REQUIRED ACTION:
What is the number of lines below that include "wooden"? Give that number alone.

[Natural-language object grounding data]
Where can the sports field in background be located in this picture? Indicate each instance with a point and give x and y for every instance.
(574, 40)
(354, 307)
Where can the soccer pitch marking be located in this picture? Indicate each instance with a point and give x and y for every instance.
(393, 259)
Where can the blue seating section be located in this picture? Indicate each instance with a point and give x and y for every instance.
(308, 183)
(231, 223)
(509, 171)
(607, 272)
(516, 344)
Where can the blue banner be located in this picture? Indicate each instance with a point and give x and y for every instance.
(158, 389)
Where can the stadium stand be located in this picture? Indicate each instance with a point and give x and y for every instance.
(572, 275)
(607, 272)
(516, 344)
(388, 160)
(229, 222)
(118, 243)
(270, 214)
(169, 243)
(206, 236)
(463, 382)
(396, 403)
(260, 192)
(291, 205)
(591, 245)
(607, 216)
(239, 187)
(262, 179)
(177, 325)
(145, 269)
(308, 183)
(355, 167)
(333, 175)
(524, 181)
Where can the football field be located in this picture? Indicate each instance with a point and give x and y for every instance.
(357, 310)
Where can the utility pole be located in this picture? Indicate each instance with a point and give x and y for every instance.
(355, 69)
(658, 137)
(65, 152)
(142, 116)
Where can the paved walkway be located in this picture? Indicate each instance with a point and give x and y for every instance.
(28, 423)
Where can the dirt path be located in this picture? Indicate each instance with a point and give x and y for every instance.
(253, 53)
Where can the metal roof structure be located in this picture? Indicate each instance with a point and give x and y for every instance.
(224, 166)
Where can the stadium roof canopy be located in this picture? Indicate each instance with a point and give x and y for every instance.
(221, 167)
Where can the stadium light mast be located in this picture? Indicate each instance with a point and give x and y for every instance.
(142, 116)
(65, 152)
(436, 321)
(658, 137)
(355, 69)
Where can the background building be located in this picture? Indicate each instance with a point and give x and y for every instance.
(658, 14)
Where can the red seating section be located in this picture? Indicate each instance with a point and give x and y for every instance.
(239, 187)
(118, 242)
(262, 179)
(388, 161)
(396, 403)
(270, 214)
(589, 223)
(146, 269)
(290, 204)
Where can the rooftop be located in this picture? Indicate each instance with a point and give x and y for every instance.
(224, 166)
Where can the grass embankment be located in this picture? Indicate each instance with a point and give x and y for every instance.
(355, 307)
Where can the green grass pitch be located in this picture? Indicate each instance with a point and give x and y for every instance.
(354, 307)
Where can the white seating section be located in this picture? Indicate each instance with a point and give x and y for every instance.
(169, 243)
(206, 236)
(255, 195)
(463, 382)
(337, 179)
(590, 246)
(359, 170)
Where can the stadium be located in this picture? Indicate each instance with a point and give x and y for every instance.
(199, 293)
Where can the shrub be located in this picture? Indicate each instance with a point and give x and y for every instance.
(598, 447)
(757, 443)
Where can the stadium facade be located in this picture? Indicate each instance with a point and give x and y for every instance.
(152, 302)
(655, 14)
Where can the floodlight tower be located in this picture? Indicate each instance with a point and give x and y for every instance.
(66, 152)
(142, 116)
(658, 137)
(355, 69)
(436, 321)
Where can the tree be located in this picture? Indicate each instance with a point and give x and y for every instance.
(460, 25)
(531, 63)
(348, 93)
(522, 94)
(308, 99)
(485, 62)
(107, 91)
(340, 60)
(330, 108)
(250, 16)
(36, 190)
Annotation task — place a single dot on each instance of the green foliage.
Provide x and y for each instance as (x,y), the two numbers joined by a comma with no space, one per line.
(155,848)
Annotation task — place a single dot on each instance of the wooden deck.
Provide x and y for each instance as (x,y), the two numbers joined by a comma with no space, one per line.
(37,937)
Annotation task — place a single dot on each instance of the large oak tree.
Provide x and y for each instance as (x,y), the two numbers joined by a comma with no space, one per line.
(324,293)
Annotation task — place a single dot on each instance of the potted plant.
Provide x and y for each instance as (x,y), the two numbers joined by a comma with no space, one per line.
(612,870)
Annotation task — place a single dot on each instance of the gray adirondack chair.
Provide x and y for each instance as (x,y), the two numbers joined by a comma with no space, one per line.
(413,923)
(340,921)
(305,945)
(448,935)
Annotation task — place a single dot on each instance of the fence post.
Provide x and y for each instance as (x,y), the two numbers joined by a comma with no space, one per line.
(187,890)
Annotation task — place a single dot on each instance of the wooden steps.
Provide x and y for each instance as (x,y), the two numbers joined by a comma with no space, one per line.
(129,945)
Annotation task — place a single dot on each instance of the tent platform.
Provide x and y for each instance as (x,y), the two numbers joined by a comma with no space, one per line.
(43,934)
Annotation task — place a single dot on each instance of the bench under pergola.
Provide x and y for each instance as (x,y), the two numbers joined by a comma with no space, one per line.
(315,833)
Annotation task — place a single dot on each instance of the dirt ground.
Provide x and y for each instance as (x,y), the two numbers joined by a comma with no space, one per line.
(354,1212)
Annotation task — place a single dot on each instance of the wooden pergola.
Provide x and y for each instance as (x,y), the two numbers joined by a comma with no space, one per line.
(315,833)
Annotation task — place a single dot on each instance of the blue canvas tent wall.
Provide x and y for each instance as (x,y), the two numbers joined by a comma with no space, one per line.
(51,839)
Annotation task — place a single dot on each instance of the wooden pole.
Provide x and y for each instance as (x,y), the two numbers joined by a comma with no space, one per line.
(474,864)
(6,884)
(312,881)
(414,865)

ANSWER SECTION:
4